• [CHALLENGE]: Arrange every line of the listing below as a JSON array of strings, one string per line, omitting blank lines. Leave the pictures out of the array.

• [EXTRACTED MATERIAL]:
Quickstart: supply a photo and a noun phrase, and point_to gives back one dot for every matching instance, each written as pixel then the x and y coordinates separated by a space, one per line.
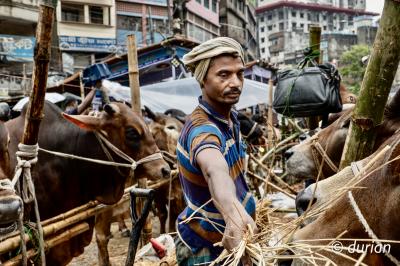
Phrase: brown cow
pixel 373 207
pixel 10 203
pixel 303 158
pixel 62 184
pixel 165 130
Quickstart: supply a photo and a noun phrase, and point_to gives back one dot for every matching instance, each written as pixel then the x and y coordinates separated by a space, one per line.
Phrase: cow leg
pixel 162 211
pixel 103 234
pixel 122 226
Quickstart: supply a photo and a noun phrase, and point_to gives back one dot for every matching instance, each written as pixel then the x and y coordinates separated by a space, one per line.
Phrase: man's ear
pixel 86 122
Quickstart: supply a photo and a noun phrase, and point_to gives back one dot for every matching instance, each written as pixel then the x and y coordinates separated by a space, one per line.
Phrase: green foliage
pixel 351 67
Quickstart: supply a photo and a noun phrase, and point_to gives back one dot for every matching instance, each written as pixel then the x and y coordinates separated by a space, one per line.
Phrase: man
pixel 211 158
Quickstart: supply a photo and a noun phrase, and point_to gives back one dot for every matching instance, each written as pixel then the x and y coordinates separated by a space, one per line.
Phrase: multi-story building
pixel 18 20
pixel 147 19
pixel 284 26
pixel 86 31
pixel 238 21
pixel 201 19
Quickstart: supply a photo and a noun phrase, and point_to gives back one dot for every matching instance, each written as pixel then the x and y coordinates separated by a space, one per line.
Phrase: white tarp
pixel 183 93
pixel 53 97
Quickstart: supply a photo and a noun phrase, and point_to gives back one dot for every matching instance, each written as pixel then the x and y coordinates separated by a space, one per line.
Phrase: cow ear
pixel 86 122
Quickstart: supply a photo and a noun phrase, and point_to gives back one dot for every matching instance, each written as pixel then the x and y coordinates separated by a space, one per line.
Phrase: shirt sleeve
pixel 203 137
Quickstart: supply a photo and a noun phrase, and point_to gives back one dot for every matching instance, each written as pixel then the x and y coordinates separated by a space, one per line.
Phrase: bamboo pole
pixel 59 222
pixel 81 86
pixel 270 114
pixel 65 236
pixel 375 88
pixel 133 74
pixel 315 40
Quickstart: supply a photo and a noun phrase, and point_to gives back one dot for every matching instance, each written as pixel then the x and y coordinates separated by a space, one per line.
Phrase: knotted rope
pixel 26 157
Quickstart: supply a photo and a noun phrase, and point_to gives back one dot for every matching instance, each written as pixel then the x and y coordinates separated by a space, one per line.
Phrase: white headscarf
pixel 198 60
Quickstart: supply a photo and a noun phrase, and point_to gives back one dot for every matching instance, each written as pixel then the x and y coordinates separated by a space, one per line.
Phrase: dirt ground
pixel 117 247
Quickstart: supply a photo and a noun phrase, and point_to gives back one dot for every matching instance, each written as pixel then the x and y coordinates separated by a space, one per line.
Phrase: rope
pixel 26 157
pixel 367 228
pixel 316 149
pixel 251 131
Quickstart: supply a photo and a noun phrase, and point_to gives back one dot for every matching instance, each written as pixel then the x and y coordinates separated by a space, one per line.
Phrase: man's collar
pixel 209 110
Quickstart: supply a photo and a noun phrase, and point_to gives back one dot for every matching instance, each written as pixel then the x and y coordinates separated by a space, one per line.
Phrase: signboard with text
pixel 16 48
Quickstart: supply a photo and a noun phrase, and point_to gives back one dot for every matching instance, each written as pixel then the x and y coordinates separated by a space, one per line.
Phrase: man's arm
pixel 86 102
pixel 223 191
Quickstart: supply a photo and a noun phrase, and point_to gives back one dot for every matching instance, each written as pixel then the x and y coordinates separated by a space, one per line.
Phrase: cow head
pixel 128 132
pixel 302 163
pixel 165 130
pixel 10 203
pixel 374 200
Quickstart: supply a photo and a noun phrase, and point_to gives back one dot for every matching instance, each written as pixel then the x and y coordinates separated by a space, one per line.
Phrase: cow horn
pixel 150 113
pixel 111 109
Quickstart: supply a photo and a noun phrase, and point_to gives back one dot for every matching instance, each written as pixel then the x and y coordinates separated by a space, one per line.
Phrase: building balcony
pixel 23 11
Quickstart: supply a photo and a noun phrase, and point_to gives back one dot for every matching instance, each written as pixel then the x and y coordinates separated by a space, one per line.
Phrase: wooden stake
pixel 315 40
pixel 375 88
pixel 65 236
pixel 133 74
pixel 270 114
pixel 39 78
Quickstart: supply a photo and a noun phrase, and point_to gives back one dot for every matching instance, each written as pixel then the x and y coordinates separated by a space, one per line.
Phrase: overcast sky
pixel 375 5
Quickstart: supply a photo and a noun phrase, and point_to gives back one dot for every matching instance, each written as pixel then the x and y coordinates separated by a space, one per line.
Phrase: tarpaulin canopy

• [FINAL RESULT]:
[
  "Quickstart: supply a photo and a noun phrase, and point_to gives back one dot for every matching instance, each written as pixel then the x and y coordinates separated by a space, one per line.",
  "Phrase: brown cow",
  "pixel 373 207",
  "pixel 10 203",
  "pixel 303 158",
  "pixel 62 184",
  "pixel 165 130",
  "Quickstart: supply a photo and a noun phrase, and point_to gives back one dot for every matching instance, each written as pixel then the x and y coordinates separated by a space, one per line.",
  "Phrase: cow leg",
  "pixel 162 211",
  "pixel 103 234",
  "pixel 122 226",
  "Quickstart: supply a photo and a noun phrase, and point_to gives back one dot for every matching instance, each written as pixel then the x and y coordinates separated by a space, one per line.",
  "Phrase: man's ear",
  "pixel 86 122",
  "Quickstart: supply a photo and a noun phrase, and point_to gives back one dot for every matching instance, each written as pixel then the x and y coordinates separated by a space, one per line.",
  "Phrase: green foliage",
  "pixel 351 67",
  "Quickstart: supply a photo and a noun phrase, and point_to gives back one dot for every matching instance, each written as pixel then the x and y coordinates separated by a space, one per line.",
  "Phrase: man",
  "pixel 211 158",
  "Quickstart: supply a photo and a noun phrase, and point_to gives back one dot for every matching instance, each written as pixel then the x and y coordinates separated by a space, one per line.",
  "Phrase: multi-story building",
  "pixel 18 20",
  "pixel 147 19",
  "pixel 284 26",
  "pixel 86 31",
  "pixel 238 21",
  "pixel 201 19",
  "Quickstart: supply a photo and a noun phrase, and point_to gives back one dot for every matching instance, each written as pixel then the x and y coordinates separated by a space, one per line.",
  "Phrase: white tarp",
  "pixel 183 93",
  "pixel 53 97",
  "Quickstart: supply a photo and a noun phrase, and point_to gives back one dot for every matching instance, each written as pixel then the x and y coordinates separated by a space, one per line.",
  "Phrase: cow ear",
  "pixel 86 122",
  "Quickstart: supply a photo and a noun phrase, and point_to gives back one dot for every matching instance, each written as pixel then the x and y coordinates separated by a space, one per line.",
  "Phrase: shirt sleeve",
  "pixel 203 137",
  "Quickstart: supply a photo and a noun phrase, and point_to gives back one dot for every matching instance, each written as pixel then the x and y coordinates separated by a space, one per line.",
  "Phrase: bamboo pole",
  "pixel 59 222",
  "pixel 81 86",
  "pixel 270 114",
  "pixel 65 236",
  "pixel 375 88",
  "pixel 133 74",
  "pixel 315 40",
  "Quickstart: supply a photo and a noun phrase, and point_to gives back one dot for every matching instance, each written as pixel then the x and y coordinates separated by a space, one per line.",
  "Phrase: knotted rope",
  "pixel 26 157",
  "Quickstart: supply a photo and a noun phrase, and point_to gives back one dot for every matching instance, each written as pixel then the x and y coordinates separated by a space, one per line.",
  "Phrase: white headscarf",
  "pixel 198 60",
  "Quickstart: supply a photo and a noun phrase, and point_to gives back one dot for every matching instance, each written as pixel then the x and y coordinates separated by a space, one per line.",
  "Phrase: dirt ground",
  "pixel 117 247",
  "Quickstart: supply a photo and a noun phrase, and point_to gives back one dot for every matching instance, each written as pixel then the x and y coordinates separated by a space, one per line.",
  "Phrase: rope",
  "pixel 26 157",
  "pixel 367 228",
  "pixel 316 149",
  "pixel 251 131",
  "Quickstart: supply a photo and a noun phrase, and point_to gives back one dot for every matching instance, each written as pixel then the x and y coordinates separated by a space, one per line.",
  "Phrase: man's collar",
  "pixel 209 110",
  "Quickstart: supply a photo and a noun phrase, and point_to gives back one dot for every matching instance, each written as pixel then the x and y coordinates separated by a space, one per line.",
  "Phrase: signboard with text",
  "pixel 16 48",
  "Quickstart: supply a photo and a noun phrase, and point_to gives back one dot for every matching instance, each written as pixel then the x and y coordinates separated by a space, one per line.",
  "Phrase: man's arm",
  "pixel 86 102",
  "pixel 223 191",
  "Quickstart: supply a photo and a noun phrase, and point_to gives back one dot for every matching instance, each written as pixel then the x and y coordinates separated by a space, one per line.",
  "Phrase: cow head",
  "pixel 128 132",
  "pixel 302 163",
  "pixel 165 130",
  "pixel 10 203",
  "pixel 374 200",
  "Quickstart: supply a photo and a noun phrase, and point_to gives back one dot for every matching instance, each written as pixel then the x and y coordinates separated by a space, one per line.",
  "Phrase: cow horn",
  "pixel 150 113",
  "pixel 111 109",
  "Quickstart: supply a photo and a noun phrase, and point_to gives back one dot for every matching instance, each written as pixel then the x and y coordinates separated by a space, one per line.",
  "Phrase: building balcony",
  "pixel 23 11",
  "Quickstart: supply a photo and a noun phrase, and point_to gives back one dot for every matching instance, each written as pixel then the x and y coordinates separated by a space, one per line.",
  "Phrase: wooden stake",
  "pixel 315 40",
  "pixel 375 88",
  "pixel 65 236",
  "pixel 133 74",
  "pixel 270 114",
  "pixel 39 78",
  "Quickstart: supply a photo and a noun phrase, and point_to gives back one dot for every matching instance, each written as pixel then the x and y coordinates separated by a space, one per line.",
  "Phrase: overcast sky",
  "pixel 375 5",
  "Quickstart: supply a photo and a noun phrase, and point_to gives back one dot for every matching instance, each written as pixel then the x and y coordinates separated by a space, one per line.",
  "Phrase: tarpaulin canopy"
]